Rows from a box labeling dataset
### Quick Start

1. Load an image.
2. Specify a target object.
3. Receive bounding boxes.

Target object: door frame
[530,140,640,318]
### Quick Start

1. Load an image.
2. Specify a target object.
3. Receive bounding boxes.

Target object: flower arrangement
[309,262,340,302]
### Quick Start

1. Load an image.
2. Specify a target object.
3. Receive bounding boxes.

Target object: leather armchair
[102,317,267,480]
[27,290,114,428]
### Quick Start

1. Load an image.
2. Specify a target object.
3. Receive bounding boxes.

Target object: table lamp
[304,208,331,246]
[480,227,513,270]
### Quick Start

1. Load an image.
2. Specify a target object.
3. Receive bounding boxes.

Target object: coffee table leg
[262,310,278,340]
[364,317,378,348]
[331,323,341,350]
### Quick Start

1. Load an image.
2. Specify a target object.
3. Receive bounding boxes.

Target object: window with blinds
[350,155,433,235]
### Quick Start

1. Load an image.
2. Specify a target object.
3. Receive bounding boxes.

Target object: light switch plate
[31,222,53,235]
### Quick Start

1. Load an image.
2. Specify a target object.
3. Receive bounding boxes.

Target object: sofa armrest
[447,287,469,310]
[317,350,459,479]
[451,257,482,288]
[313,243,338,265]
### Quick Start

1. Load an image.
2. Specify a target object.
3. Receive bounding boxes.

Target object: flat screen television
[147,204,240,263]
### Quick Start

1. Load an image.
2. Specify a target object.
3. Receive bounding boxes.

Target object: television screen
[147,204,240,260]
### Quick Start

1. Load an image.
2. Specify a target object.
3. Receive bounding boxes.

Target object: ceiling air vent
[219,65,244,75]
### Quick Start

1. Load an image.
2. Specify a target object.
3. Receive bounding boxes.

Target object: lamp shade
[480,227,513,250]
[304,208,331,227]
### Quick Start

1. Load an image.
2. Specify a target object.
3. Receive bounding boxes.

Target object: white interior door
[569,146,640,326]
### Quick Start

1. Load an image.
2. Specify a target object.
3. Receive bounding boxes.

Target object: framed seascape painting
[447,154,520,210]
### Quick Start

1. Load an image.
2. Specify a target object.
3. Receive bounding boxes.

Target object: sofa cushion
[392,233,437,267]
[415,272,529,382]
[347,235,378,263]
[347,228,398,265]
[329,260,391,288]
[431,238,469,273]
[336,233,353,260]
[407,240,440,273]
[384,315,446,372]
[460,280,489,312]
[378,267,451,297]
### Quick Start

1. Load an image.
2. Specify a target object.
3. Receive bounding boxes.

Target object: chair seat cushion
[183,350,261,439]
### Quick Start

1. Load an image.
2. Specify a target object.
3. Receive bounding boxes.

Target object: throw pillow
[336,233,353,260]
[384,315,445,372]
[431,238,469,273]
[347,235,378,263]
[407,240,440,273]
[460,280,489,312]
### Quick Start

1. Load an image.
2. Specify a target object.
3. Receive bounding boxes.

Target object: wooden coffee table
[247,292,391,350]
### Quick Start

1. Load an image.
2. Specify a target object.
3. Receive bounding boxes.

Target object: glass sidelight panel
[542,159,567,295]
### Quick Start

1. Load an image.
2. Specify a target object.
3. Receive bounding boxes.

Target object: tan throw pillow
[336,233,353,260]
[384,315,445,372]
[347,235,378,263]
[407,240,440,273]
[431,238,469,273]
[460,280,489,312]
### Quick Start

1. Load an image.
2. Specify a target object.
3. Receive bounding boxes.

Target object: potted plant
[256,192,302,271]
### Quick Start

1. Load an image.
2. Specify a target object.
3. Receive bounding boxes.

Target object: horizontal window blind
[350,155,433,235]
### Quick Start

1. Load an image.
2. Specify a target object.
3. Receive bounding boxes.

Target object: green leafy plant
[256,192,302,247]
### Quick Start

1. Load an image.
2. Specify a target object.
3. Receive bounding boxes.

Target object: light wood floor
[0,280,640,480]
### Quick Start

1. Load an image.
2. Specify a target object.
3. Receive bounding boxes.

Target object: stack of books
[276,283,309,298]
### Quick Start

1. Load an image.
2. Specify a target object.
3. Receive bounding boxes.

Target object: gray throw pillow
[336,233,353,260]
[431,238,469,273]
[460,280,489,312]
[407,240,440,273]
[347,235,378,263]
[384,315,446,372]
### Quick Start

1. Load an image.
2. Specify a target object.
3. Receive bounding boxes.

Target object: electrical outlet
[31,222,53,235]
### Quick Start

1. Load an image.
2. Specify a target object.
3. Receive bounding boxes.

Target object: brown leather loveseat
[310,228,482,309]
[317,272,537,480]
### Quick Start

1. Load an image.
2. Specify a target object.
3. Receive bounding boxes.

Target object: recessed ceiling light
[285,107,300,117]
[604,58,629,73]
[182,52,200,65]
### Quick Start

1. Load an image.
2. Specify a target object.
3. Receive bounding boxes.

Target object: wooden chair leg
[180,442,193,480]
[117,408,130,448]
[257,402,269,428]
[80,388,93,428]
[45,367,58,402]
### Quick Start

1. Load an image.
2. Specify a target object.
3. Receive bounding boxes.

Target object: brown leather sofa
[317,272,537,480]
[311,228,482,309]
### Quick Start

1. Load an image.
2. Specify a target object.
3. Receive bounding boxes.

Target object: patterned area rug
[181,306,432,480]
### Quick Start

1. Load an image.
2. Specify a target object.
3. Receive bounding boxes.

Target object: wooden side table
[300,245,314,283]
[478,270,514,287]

• **TASK DESCRIPTION**
Find each line in the material that contains the word "screen", and copy those lines out.

• **SOLUTION TO THIS EXERCISE**
Target object: flat screen television
Target object: television screen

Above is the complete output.